*** Opening DATASET ***

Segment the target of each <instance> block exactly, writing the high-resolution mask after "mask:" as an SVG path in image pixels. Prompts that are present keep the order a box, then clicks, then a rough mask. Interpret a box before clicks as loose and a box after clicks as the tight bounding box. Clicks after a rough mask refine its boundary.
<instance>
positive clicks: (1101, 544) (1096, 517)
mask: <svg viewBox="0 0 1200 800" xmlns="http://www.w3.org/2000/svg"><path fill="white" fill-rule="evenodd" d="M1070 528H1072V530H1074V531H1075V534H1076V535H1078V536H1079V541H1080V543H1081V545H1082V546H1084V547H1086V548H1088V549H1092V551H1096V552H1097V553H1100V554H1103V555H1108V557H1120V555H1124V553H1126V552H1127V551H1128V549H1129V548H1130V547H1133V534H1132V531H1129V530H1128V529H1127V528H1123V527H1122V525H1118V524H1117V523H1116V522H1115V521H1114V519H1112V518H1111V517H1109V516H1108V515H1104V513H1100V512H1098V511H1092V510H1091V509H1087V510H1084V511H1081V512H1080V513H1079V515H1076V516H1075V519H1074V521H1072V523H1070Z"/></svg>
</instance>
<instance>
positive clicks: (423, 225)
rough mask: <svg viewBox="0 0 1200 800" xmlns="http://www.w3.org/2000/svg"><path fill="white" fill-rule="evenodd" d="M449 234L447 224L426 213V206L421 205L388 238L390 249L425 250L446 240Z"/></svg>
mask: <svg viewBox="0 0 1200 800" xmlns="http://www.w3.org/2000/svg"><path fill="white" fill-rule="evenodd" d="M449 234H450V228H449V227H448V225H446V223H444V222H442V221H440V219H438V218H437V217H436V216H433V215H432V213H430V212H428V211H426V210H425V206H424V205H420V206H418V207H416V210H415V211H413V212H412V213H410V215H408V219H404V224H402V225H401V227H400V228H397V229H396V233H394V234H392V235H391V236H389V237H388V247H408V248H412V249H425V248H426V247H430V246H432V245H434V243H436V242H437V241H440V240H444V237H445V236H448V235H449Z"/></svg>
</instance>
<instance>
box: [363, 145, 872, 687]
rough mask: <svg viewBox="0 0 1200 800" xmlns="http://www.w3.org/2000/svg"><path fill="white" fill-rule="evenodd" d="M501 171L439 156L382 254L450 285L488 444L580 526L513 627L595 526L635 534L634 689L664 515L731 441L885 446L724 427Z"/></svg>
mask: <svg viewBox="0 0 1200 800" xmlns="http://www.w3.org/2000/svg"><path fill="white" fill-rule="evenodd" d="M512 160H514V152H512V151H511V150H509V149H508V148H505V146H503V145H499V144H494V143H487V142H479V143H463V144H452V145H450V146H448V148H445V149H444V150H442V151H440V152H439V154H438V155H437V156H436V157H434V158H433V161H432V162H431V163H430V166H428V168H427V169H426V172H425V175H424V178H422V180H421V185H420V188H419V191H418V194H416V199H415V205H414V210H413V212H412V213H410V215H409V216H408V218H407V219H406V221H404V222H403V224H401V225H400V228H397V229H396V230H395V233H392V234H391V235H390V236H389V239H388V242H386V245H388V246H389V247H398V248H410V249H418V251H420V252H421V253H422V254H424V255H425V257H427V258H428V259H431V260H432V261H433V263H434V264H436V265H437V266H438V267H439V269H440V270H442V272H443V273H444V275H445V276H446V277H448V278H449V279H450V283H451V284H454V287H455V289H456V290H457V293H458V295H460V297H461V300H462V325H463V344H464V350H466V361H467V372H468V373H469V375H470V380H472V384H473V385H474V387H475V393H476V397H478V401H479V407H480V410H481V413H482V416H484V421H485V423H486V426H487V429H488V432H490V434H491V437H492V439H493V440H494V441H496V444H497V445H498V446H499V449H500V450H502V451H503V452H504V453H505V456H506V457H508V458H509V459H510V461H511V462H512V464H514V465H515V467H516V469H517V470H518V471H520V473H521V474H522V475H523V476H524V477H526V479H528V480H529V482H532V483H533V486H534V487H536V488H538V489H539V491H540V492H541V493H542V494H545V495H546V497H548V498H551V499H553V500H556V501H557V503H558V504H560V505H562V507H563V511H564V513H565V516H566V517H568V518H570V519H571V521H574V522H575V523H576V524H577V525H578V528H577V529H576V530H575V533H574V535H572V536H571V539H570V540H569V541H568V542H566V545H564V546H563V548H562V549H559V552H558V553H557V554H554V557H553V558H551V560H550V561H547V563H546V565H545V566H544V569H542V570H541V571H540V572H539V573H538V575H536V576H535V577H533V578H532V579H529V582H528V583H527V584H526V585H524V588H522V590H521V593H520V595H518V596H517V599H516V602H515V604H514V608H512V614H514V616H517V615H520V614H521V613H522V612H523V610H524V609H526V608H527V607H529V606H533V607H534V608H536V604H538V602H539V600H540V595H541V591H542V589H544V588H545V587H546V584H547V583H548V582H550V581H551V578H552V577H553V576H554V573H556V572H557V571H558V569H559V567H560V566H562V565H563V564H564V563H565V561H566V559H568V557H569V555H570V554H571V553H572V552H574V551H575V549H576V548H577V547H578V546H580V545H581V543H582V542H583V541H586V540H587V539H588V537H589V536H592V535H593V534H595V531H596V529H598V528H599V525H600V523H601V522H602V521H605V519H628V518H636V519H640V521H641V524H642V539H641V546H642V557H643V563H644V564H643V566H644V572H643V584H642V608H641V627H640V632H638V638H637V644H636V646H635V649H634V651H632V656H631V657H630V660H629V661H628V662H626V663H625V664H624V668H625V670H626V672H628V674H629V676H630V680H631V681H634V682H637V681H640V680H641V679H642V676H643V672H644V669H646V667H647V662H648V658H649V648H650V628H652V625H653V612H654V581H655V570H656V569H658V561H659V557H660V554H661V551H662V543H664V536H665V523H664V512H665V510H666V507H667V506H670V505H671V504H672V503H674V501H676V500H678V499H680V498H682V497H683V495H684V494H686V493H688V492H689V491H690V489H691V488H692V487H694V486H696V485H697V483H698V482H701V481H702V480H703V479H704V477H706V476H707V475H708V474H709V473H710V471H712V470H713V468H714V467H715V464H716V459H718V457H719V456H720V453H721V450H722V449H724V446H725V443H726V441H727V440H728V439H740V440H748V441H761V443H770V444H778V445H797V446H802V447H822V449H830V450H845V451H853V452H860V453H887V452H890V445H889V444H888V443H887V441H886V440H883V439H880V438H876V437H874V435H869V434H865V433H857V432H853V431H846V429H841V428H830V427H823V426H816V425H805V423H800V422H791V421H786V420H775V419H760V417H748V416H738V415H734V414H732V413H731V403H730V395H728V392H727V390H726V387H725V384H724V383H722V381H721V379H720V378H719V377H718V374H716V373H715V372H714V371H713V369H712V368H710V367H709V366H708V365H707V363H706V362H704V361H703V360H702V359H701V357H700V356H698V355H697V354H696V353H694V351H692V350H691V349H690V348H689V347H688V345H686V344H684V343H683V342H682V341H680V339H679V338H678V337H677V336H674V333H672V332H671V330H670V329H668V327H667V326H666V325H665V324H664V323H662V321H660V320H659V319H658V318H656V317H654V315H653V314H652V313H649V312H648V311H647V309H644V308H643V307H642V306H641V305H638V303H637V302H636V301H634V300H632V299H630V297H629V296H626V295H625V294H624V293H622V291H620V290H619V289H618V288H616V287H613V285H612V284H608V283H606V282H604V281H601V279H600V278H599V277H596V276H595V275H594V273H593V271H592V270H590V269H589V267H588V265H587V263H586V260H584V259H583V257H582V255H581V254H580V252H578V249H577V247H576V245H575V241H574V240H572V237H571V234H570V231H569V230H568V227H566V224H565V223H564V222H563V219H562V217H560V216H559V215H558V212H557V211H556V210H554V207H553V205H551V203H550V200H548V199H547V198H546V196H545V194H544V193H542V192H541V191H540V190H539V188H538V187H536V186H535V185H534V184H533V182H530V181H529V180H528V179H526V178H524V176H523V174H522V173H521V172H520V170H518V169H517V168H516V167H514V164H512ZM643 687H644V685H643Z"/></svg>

*** Closing DATASET ***

EXERCISE DETAILS:
The lines needed run from the first line of the data through the line containing "positive clicks: (423, 225)"; give them again exactly and nothing else.

ANSWER TO THIS PROBLEM:
Segment the target of each <instance> block exactly, writing the high-resolution mask after "mask:" as an SVG path in image pixels. Prompts that are present keep the order a box, then clicks, then a rough mask. Interpret a box before clicks as loose and a box after clicks as the tight bounding box. Clicks after a rough mask refine its boundary.
<instance>
positive clicks: (1101, 544) (1096, 517)
mask: <svg viewBox="0 0 1200 800" xmlns="http://www.w3.org/2000/svg"><path fill="white" fill-rule="evenodd" d="M1070 528H1072V530H1074V531H1075V534H1076V535H1078V536H1079V541H1080V543H1081V545H1082V546H1084V547H1086V548H1088V549H1092V551H1096V552H1097V553H1100V554H1103V555H1108V557H1120V555H1124V553H1126V552H1127V551H1128V549H1129V548H1130V547H1133V534H1132V531H1129V530H1128V529H1127V528H1123V527H1122V525H1118V524H1117V523H1116V522H1115V521H1114V519H1112V518H1111V517H1109V516H1108V515H1104V513H1100V512H1098V511H1092V510H1091V509H1087V510H1084V511H1081V512H1080V513H1079V515H1076V516H1075V519H1074V521H1072V523H1070Z"/></svg>
</instance>
<instance>
positive clicks: (423, 225)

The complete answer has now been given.